Dataset excerpts on object pointing
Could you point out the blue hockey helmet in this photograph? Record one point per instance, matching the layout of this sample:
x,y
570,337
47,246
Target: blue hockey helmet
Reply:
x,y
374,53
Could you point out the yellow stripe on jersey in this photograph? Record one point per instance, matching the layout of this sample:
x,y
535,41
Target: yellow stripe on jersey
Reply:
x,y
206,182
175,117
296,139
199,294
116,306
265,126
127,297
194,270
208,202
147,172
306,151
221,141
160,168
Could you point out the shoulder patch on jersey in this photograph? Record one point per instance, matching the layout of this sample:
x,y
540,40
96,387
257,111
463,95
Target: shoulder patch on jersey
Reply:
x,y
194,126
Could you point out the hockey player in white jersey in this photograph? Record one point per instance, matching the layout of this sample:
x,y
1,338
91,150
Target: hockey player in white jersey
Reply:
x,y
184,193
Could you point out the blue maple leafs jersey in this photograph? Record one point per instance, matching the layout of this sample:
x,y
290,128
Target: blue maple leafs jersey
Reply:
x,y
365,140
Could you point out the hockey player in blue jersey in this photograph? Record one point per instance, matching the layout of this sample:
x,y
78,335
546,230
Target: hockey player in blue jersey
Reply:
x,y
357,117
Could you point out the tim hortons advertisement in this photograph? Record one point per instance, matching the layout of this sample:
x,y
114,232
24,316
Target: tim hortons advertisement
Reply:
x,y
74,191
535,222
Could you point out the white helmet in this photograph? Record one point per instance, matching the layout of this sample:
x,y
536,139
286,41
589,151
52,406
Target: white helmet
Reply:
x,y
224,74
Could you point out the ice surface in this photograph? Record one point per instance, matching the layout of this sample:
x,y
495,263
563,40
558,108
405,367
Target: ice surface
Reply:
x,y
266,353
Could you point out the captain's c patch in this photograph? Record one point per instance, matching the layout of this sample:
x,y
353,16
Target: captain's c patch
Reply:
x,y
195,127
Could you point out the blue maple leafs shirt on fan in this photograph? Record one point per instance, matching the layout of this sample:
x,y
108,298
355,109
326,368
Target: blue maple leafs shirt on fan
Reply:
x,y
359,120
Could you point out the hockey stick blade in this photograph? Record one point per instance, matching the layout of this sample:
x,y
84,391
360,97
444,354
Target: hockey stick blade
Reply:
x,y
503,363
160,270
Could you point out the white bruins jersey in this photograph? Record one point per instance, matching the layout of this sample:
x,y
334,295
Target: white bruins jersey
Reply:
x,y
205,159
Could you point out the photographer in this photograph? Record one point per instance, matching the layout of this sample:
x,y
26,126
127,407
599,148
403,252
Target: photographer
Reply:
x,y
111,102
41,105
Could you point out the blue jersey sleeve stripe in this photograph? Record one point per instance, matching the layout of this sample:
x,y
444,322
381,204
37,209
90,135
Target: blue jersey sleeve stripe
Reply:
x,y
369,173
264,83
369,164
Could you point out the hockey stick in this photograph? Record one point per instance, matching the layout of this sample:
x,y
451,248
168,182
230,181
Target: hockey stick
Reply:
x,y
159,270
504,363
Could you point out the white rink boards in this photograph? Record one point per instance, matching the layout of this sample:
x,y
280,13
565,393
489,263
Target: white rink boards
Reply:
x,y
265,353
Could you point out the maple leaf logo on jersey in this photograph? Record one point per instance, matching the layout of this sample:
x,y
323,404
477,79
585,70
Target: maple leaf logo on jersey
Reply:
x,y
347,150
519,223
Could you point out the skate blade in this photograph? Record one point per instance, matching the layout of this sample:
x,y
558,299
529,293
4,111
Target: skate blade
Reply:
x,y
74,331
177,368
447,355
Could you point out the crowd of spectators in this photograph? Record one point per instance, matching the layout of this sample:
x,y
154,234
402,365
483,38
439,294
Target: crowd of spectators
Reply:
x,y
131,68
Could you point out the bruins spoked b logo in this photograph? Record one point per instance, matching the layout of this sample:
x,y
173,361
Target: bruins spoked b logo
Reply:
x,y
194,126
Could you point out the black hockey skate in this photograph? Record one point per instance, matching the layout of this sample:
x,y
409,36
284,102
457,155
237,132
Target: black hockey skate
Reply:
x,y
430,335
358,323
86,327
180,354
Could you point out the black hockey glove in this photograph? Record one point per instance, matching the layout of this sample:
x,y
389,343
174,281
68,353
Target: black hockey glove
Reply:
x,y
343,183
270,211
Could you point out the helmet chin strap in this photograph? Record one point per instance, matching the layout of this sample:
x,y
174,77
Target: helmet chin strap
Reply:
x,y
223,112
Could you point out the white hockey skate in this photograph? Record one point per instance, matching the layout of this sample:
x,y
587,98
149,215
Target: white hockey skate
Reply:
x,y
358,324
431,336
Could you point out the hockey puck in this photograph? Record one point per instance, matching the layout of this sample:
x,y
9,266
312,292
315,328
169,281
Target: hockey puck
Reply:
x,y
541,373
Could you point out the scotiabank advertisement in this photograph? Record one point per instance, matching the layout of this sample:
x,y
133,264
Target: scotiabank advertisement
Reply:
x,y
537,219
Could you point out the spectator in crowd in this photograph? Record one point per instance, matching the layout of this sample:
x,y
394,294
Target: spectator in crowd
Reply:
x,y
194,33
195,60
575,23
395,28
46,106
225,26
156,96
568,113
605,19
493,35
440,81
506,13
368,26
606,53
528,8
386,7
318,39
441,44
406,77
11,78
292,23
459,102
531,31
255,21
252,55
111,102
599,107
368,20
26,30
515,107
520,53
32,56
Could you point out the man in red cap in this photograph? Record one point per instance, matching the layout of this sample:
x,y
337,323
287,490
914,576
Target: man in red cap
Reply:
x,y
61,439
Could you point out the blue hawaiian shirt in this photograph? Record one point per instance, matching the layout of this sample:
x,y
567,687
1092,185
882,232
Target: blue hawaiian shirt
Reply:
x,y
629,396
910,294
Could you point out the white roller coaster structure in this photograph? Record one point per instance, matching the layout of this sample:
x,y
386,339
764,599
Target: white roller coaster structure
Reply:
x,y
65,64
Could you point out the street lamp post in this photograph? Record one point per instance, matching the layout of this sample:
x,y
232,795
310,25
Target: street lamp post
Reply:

### Your goal
Every line of the data above should be copied exactly.

### Full answer
Could you point out the blue hockey helmet in this photograph? Record one point per instance, matching the layout of this sample:
x,y
570,337
47,246
Target: blue hockey helmet
Reply:
x,y
374,53
Could you point out the yellow stripe on jersey in this photograph? Record one point per instance, matching the layout of this sample:
x,y
535,41
Target: yellow stripe on jersey
Reply:
x,y
206,182
175,117
296,139
199,294
116,306
265,126
127,297
194,270
208,202
147,172
306,151
221,141
160,168
Could you point out the shoulder patch on jersey in this photograph? Record one point per instance, matching the layout of this sample:
x,y
540,40
96,387
257,111
463,95
Target: shoulder patch on jersey
Reply:
x,y
194,126
Could you point out the hockey player in white jersey in this photograph? Record one point per instance, matching the layout of this sample:
x,y
1,338
91,150
Target: hockey player in white jersey
Reply:
x,y
184,193
Could you point out the blue maple leafs jersey in this photograph? Record one point per instance, matching the layout of this sample:
x,y
290,128
Target: blue maple leafs jersey
Reply:
x,y
365,140
Could you point out the hockey player in blue jersey in this photograph? Record one point per instance, matching the layout of this sample:
x,y
78,335
546,230
Target: hockey player in blue jersey
Reply:
x,y
357,117
Could you point out the tim hortons advertisement in this photograph? Record one point per instance, matching the layout of this sample:
x,y
114,232
24,316
Target: tim hortons advertisement
Reply:
x,y
74,191
535,222
Could you point out the white helmet in this photograph? Record one point per instance, matching the layout of this sample:
x,y
536,139
286,41
589,151
52,406
Target: white helmet
Reply:
x,y
224,74
Could you point out the ice surface in this photograph? Record one point per instance, matching the layout of this sample:
x,y
495,263
563,40
558,108
405,367
Target: ice surface
Reply:
x,y
266,353
Could you point out the captain's c patch in this photograph? Record one point per instance, matching the layout of this sample:
x,y
353,16
Target: captain's c patch
Reply:
x,y
195,127
Could you point out the blue maple leafs shirt on fan in this photograph? Record one point per instance, matching the layout of this sample:
x,y
108,298
355,109
326,368
Target: blue maple leafs shirt on fan
Reply:
x,y
359,120
Could you point out the hockey stick blade in this photograph? Record one point per instance, matching the layout of this sample:
x,y
84,391
360,97
444,354
Target: hockey stick blade
Reply:
x,y
503,363
160,270
Could you point out the white bruins jersey in this photograph? Record one point per instance, matching the layout of this sample:
x,y
334,295
Target: white bruins jersey
Reply:
x,y
205,159
Could you point out the photographer in this photograph? Record one point per instance, matching the layout of this sample:
x,y
26,126
127,407
599,148
403,252
Target: photographer
Reply:
x,y
111,102
41,105
Could you point out the blue jersey sleeve stripe in this photograph? Record one point per instance, matching the layout of this sample:
x,y
444,322
381,204
37,209
90,135
Target: blue jersey sleeve stripe
Reply:
x,y
369,173
264,83
369,164
Could you point out the hockey stick in this photograph? Record one point per instance, matching the layout of this sample:
x,y
451,248
168,182
230,181
Target: hockey stick
Reply:
x,y
159,270
504,363
Could you point out the white rink boards in this photograph? Record one point per instance, matching the layout of this sample:
x,y
280,13
565,393
489,263
Target: white rink boards
Reply:
x,y
265,353
Could you point out the maple leaf logo on jersey in this photograph? Record one point per instance, matching the layout of this sample:
x,y
323,404
477,79
585,70
Target: maple leaf logo on jersey
Reply:
x,y
347,150
519,223
Could you point out the skate blade in this photograph? Record one point per instance, matching the layout of this sample:
x,y
558,299
529,293
4,111
Target: skate blade
Reply:
x,y
74,331
177,368
447,355
Could you point out the crowd of spectators in this photograph? Record one point per instance, matching the layout of this sample:
x,y
154,234
402,365
483,38
439,294
Target: crowd of spectators
Reply:
x,y
131,68
Could you point out the bruins spoked b logo in this photograph? Record one point per instance, matching the layout of this sample:
x,y
173,361
Target: bruins spoked b logo
Reply:
x,y
194,126
Could you point out the black hockey skate in this photograph? Record one point per instance, matching the layout of this sample:
x,y
409,36
284,102
457,155
237,132
Target: black hockey skate
Reply:
x,y
430,335
358,323
86,327
180,354
Could you point out the black hockey glove in this photograph? Record one point per instance, matching the layout of this sample:
x,y
389,343
174,281
68,353
Target: black hockey glove
Reply:
x,y
343,183
270,211
Could you point out the helmet chin strap in this photograph? Record one point per instance, matching the layout of this sample:
x,y
174,77
Target: helmet chin strap
Reply:
x,y
223,112
Could you point out the white hockey skate in this photograph? Record one point per instance, matching the layout of this sample:
x,y
587,98
149,215
Target: white hockey skate
Reply:
x,y
358,324
431,336
Could you point out the hockey puck in this photograph? Record one point per instance, matching the layout of this sample:
x,y
9,266
312,292
315,328
169,281
Target: hockey puck
Reply:
x,y
541,373
Could you point out the scotiabank advertisement in this photograph? Record one point per instance, matching the layout of this sample:
x,y
133,264
Target: scotiabank advertisement
Reply:
x,y
537,219
Could you point out the spectator in crowd in this photograph? Record one point per instance, matching the layout of this sample:
x,y
394,294
Target: spectator in crowd
Reply:
x,y
194,33
195,60
575,23
395,28
46,106
225,26
156,96
568,113
605,19
493,35
440,81
506,13
368,26
606,53
528,8
386,7
318,39
441,44
406,77
11,78
292,23
459,102
531,31
255,21
252,55
111,102
599,107
368,20
26,30
515,107
520,53
32,56
Could you point out the man in red cap in this photograph? Record one point per instance, matching the layout of this sample:
x,y
337,323
287,490
914,576
Target: man in red cap
Reply:
x,y
61,439
Could you point out the blue hawaiian shirt in this photograph? Record one point per instance, matching the layout of this sample:
x,y
567,687
1092,185
882,232
Target: blue hawaiian shirt
Reply:
x,y
629,396
910,294
Could you point out the white roller coaster structure in this photograph? Record one point per instance, matching the layout of this sample:
x,y
386,339
764,599
Target: white roller coaster structure
Reply:
x,y
65,64
Could you point out the street lamp post in this photograph? Record one point per instance, matching the layout of this sample:
x,y
232,795
310,25
Target: street lamp post
Reply:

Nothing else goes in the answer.